After finding the line containing "TARGET = park lawn area" below, please output that line and each following one through the line containing "TARGET = evergreen tree", exactly as written.

Stored data:
--------------------
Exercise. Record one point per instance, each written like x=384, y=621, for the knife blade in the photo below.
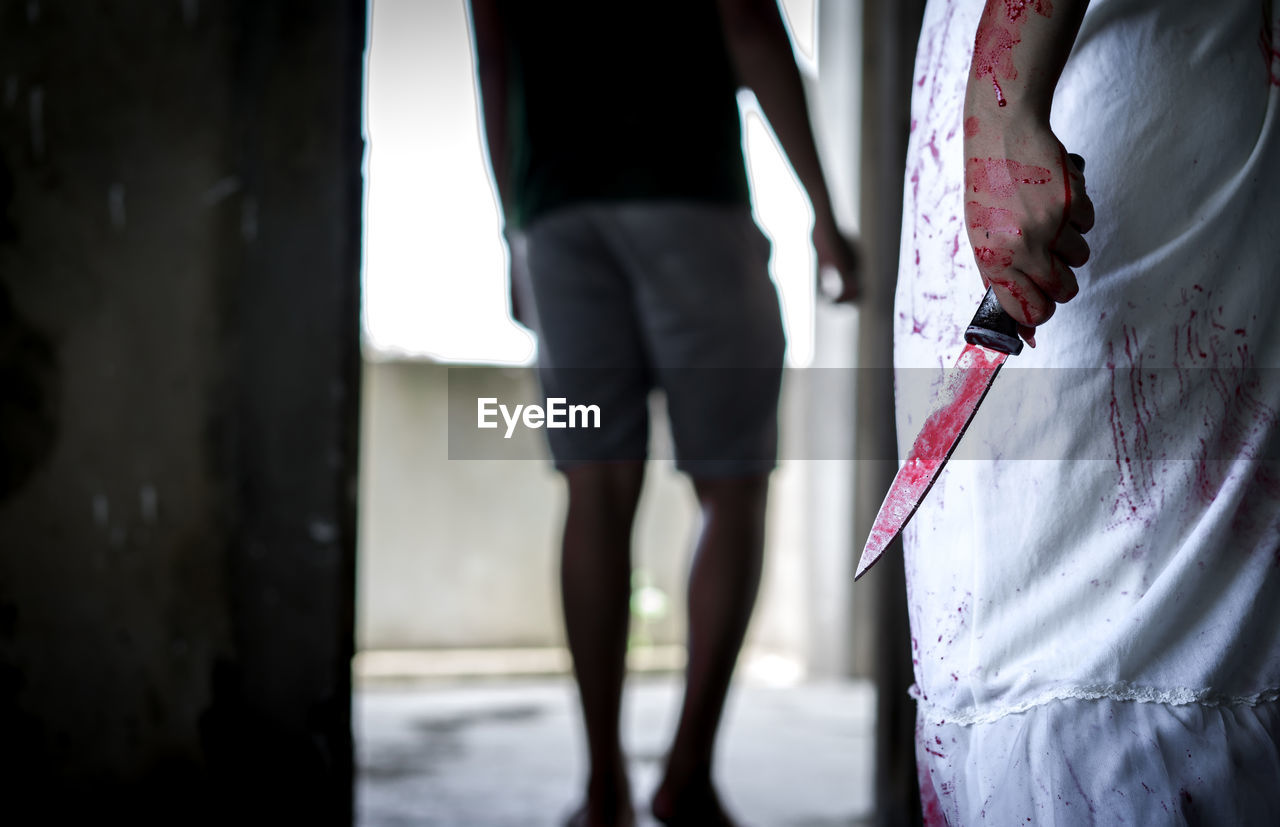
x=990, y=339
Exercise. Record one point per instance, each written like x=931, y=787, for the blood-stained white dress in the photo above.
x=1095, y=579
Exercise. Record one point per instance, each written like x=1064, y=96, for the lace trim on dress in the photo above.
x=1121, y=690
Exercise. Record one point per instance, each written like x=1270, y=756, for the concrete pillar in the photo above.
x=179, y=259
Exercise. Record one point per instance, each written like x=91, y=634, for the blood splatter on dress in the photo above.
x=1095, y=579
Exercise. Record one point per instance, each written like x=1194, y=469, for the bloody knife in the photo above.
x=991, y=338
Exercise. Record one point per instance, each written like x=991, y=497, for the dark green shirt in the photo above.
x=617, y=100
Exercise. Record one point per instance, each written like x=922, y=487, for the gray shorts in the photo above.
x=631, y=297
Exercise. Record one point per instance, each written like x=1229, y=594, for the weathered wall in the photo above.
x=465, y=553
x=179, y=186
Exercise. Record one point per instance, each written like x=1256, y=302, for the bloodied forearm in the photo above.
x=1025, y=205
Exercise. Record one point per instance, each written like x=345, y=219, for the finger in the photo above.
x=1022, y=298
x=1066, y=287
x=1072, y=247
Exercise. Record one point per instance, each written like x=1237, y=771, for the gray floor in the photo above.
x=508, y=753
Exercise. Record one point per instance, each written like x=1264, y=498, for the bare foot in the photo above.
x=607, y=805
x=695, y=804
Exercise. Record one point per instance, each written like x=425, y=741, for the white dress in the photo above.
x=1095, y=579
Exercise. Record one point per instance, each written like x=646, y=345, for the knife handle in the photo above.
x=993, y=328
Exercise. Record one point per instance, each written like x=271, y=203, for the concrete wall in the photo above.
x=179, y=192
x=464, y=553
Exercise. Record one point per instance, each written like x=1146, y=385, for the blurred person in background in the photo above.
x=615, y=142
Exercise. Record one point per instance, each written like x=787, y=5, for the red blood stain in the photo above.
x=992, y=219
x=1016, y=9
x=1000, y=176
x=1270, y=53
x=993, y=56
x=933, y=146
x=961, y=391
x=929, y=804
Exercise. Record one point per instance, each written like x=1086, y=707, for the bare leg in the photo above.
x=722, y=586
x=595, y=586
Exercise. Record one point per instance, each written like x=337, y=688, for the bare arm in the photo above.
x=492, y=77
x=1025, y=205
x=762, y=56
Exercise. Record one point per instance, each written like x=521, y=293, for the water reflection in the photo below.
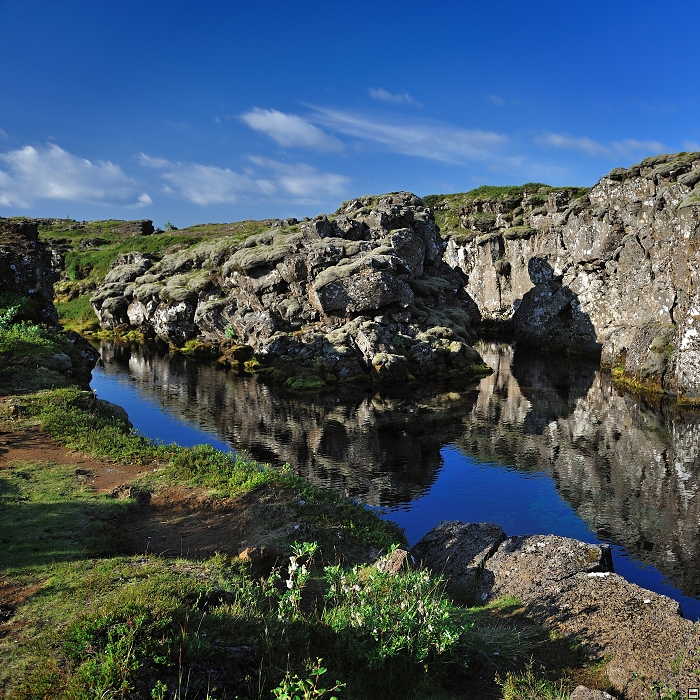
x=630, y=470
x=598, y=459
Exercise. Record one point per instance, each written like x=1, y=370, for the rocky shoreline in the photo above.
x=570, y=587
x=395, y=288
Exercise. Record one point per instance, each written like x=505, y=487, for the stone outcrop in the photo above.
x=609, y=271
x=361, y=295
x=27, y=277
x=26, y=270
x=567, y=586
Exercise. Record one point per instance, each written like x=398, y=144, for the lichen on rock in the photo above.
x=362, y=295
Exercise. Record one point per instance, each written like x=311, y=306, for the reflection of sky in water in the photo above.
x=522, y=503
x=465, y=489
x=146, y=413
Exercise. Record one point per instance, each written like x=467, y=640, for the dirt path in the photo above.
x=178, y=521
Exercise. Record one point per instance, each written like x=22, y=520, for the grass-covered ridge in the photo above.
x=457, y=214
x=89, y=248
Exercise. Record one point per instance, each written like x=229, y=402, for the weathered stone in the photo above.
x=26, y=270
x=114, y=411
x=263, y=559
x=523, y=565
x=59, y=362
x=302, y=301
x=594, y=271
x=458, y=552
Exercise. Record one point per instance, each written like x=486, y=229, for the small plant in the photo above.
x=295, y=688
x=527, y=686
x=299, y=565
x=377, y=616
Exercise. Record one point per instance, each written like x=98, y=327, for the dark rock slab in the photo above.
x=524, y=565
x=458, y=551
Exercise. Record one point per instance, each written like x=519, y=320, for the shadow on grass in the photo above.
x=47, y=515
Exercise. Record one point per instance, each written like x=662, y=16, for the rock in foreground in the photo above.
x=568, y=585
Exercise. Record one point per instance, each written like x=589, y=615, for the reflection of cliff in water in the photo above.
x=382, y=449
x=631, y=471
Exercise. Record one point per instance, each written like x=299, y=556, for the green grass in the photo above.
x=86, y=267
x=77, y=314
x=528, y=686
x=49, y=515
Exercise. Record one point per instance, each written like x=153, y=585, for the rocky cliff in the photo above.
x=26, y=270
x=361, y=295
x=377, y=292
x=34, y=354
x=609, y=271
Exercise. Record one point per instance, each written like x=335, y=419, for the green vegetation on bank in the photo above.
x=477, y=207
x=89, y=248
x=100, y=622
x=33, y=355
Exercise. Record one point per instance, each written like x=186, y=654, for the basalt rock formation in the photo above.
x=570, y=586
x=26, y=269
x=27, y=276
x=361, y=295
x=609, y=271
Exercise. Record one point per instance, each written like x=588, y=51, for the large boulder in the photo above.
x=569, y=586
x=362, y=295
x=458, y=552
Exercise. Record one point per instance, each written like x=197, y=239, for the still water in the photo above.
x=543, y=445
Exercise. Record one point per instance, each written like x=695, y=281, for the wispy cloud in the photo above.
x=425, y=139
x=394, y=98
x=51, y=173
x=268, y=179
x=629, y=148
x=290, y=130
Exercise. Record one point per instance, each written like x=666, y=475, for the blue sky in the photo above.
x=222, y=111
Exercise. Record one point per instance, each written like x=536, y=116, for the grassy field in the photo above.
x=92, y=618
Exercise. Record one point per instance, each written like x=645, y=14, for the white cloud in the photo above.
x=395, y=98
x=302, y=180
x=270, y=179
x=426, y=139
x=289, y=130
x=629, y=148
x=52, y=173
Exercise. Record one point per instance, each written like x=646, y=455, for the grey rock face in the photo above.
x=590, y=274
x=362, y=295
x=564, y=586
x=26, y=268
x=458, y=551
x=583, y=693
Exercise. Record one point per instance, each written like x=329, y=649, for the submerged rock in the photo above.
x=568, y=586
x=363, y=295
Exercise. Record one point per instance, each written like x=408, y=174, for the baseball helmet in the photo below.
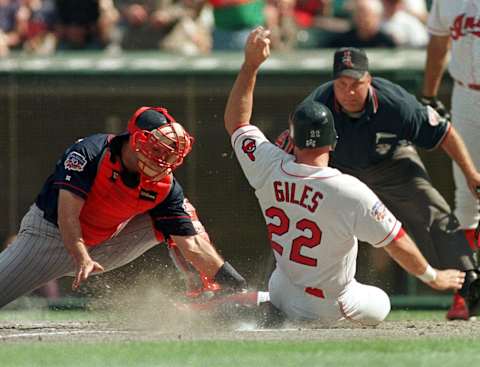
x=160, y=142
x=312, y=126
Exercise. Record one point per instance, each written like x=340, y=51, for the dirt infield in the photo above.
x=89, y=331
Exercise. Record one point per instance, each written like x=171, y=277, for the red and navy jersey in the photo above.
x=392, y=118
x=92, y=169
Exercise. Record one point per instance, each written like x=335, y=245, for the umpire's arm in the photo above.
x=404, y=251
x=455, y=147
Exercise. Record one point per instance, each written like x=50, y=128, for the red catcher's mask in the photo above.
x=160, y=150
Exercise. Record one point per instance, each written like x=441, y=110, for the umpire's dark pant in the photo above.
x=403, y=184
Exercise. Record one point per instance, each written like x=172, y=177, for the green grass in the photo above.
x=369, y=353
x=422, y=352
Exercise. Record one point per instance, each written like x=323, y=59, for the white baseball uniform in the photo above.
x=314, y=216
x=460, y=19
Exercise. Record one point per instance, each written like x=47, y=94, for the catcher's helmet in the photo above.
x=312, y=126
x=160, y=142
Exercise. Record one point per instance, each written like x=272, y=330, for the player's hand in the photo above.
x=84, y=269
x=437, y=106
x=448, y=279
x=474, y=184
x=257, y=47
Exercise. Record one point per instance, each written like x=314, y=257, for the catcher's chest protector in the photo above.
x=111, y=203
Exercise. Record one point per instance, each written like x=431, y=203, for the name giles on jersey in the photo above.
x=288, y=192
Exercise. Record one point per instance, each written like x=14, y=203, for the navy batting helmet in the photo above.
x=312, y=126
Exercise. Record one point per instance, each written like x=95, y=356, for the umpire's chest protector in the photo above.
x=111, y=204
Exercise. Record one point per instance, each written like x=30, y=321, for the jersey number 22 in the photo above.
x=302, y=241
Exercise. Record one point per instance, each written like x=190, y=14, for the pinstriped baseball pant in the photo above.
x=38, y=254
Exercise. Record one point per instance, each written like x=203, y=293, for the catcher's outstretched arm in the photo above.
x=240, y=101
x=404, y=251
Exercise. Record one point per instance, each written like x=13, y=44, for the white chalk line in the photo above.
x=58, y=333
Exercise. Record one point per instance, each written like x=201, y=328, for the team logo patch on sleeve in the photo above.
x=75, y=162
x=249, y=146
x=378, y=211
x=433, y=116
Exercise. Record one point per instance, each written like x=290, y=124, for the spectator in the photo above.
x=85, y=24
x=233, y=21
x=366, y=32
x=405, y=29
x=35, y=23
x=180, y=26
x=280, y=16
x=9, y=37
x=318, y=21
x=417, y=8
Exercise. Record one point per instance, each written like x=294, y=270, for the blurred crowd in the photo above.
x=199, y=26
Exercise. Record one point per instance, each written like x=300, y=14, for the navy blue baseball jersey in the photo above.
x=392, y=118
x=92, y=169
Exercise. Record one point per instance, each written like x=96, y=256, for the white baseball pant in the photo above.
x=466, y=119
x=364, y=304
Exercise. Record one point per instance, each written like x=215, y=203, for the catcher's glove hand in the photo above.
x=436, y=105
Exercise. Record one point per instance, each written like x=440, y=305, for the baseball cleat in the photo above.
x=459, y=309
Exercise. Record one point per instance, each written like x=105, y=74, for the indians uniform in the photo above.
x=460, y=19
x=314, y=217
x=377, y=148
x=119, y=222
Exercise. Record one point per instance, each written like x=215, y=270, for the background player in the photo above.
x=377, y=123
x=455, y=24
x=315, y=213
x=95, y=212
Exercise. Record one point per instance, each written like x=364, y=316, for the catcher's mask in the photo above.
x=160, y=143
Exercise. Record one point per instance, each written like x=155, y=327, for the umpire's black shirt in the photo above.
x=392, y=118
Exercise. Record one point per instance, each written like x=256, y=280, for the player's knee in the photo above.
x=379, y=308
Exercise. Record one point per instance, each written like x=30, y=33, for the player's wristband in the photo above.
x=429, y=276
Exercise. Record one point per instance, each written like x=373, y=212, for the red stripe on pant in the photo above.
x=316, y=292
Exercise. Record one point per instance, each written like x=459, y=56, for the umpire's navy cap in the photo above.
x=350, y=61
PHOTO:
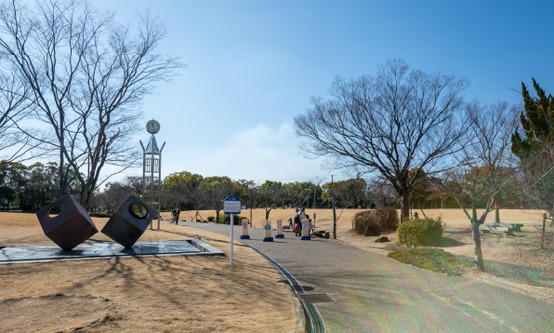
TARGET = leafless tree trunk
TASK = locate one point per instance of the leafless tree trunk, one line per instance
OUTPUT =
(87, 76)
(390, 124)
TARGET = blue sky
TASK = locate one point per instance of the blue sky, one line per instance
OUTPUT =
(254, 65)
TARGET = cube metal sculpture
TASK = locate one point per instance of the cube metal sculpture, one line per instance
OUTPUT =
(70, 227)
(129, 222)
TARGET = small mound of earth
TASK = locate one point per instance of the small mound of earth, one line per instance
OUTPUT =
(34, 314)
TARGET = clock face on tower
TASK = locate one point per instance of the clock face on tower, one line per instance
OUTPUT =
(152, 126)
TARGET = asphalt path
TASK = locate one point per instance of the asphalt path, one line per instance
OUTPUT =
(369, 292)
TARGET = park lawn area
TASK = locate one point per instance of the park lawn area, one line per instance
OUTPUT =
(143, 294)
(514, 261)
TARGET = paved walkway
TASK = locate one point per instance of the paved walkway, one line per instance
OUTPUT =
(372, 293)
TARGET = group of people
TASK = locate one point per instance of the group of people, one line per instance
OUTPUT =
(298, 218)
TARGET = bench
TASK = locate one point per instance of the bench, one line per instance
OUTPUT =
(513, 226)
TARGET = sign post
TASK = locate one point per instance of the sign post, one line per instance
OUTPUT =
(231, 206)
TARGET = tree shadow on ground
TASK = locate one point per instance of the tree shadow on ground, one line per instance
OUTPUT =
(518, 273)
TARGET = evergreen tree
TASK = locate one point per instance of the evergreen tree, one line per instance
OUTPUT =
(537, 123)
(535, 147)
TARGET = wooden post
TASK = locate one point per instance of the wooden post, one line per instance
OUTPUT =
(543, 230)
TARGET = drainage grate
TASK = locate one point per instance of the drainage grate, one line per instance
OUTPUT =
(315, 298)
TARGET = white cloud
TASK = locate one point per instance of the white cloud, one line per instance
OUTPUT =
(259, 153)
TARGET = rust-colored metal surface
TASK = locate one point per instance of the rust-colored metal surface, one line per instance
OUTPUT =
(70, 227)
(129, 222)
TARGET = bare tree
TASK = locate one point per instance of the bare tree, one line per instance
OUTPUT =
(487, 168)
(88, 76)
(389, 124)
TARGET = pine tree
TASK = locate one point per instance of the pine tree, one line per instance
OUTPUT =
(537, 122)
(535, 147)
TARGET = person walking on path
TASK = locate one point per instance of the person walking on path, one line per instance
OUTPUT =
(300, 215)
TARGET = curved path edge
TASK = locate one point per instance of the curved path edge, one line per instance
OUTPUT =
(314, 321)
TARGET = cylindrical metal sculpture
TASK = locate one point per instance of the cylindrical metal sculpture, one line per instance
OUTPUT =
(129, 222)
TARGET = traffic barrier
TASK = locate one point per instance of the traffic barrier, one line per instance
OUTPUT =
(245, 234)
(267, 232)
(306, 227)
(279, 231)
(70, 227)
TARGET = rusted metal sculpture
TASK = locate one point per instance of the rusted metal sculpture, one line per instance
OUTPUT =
--------------------
_SOLUTION FOR THIS EXERCISE:_
TARGET = park lawn area
TASK = locate one point per instance of the park lawn area, one line per instance
OUTPUT =
(143, 294)
(514, 261)
TARGET = paved walkway
TASK = locate one point per instance of the paved walkway, one line per instance
OUTPUT =
(372, 293)
TARGET = group of people
TASK = locate one point per instance of the group of people, one line per instance
OUTPUT =
(298, 218)
TARGET = bench
TASK = locate one point per instance of the bench, one line per instance
OUTPUT =
(513, 226)
TARGET = sign post
TASK = locate one point per instance of the sign post, one line per instance
OUTPUT =
(231, 206)
TARGET = tree shadow on ground
TASK = locate one point per instance of the tree shadow on ground, one line per instance
OUTPUT =
(518, 273)
TARGET = evergreen tree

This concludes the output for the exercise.